### TASK INSTRUCTIONS:
• 1. According to the night car photography guide, what equipment is needed?
• 2. Reproduce the night car photography guide from "demonstrates. Shot with" up to and including "the car too.".

Basic guide to night time car photography

I’ve been asked to produce a guide on simple guide on how to photograph your car(s) at night & also light painting. Very little specialist kit is required to do this, all you need is a camera with exposure control, a tripod, and of course your car you want to photograph.

Sometimes that is pretty much is as this shot (gratuitously pinched from Ed Callow)

Porsche 356A Cabriolet

demonstrates. Shot with a Nikon D3100 (their current ‘entry’ consumer SLR), taken in manual mode, with the aperture set at an ‘open’ F3.5 which in the depths of London at the night equalled a shutter speed of 8 seconds. This has given plenty of time for the passing traffic to give those wonderful light trails, which along with light bouncing off nearby shops & streetlights have nicely lit the car too.

Now I can here some brains melting at the back, apertures? manual? shutter speeds?

So some basics

ISO – this is old lingo for ‘film speeds, higher the number, the more sensitive to light your camera is (so shorter shutter speeds). It also equals more ‘noise’, less so on SLRs but a major issue with compacts. The cameras on a tripod, keep this as low as possible, and don’t worry about really long shutter speeds. In fact this is a bonus.

Shutter Speed – How long the camera ‘exposes’ the sensor to light. Hand holdeable speeds are above approx 1/60 of a second, to get time to ‘light paint’ the cars we need time to run around, so seconds, here shown as 2″ (2 seconds) or higher is what we are looking for.

Aperture – Inside the lens is an ‘iris’ just like the one in our eyes. The higher the number, the smaller the iris is, the less light is let in. Compacts are limited here as often the smallest the aperture can be is F8, whereas SLRs will stop down to F22-32 depending on the lens, which is a LOT less light hitting the sensor.

(Position annotation records)
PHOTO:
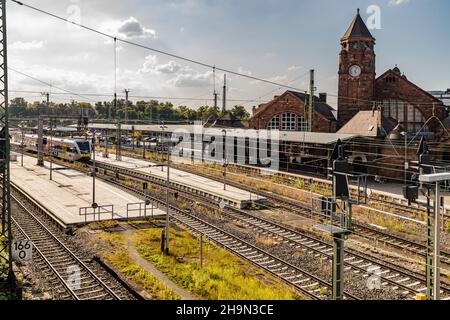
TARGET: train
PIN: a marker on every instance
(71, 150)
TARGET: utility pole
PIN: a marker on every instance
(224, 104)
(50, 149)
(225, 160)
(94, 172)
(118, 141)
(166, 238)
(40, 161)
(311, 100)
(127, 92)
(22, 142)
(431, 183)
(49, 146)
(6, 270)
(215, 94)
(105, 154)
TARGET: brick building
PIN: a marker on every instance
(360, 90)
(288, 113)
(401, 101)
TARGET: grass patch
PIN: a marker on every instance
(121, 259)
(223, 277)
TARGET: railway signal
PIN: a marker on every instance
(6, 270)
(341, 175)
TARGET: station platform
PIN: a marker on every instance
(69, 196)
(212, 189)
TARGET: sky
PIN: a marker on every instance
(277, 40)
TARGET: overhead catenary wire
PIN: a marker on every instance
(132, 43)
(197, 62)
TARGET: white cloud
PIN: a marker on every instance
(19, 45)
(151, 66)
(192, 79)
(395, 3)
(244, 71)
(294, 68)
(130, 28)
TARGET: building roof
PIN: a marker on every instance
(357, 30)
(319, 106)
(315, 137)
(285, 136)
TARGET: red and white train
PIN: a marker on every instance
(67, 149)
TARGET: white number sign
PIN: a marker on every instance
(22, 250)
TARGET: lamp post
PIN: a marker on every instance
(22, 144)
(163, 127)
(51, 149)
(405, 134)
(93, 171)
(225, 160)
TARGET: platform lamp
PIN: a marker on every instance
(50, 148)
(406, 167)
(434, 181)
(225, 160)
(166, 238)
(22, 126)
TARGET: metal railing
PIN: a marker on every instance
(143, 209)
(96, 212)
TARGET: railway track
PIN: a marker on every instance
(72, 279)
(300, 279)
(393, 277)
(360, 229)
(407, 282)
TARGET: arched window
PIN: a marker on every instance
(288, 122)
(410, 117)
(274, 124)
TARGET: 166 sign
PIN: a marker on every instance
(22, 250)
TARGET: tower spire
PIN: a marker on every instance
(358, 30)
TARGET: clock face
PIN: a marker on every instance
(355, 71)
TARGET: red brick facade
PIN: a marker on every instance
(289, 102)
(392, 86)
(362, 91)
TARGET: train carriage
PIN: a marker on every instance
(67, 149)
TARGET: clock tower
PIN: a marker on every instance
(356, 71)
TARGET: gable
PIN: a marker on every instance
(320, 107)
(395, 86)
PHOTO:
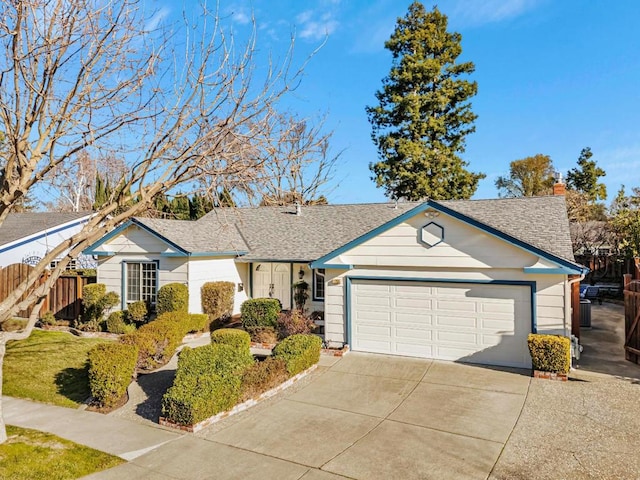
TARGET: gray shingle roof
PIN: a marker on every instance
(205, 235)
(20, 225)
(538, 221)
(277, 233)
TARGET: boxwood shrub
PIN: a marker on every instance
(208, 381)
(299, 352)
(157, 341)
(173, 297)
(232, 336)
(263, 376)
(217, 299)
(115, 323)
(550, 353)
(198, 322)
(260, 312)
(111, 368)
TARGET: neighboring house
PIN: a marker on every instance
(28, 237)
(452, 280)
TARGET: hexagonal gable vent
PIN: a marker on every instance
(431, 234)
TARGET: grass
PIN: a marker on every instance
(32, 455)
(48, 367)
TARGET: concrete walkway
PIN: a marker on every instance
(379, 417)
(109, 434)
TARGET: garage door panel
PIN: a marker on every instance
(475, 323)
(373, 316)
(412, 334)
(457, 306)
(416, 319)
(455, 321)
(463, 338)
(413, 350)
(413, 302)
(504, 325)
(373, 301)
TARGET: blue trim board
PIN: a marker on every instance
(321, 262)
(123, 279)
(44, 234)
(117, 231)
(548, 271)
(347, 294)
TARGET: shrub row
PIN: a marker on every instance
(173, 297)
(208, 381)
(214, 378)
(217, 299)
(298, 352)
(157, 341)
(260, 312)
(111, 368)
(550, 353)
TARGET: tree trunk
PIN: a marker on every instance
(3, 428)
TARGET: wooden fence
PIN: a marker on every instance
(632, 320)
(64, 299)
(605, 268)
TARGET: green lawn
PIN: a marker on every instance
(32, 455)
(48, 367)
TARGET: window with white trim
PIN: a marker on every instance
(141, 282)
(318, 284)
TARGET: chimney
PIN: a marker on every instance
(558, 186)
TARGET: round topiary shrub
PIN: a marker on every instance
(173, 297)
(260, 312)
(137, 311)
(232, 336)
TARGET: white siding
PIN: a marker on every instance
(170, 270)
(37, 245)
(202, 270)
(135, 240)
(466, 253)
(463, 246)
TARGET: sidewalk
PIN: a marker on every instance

### SOLUTIONS TO THE TASKS:
• 1. A camera with exposure control, a tripod, and the car you want to photograph.

• 2.
demonstrates. Shot with a Nikon D3100 (their current ‘entry’ consumer SLR), taken in manual mode, with the aperture set at an ‘open’ F3.5 which in the depths of London at the night equalled a shutter speed of 8 seconds. This has given plenty of time for the passing traffic to give those wonderful light trails, which along with light bouncing off nearby shops & streetlights have nicely lit the car too.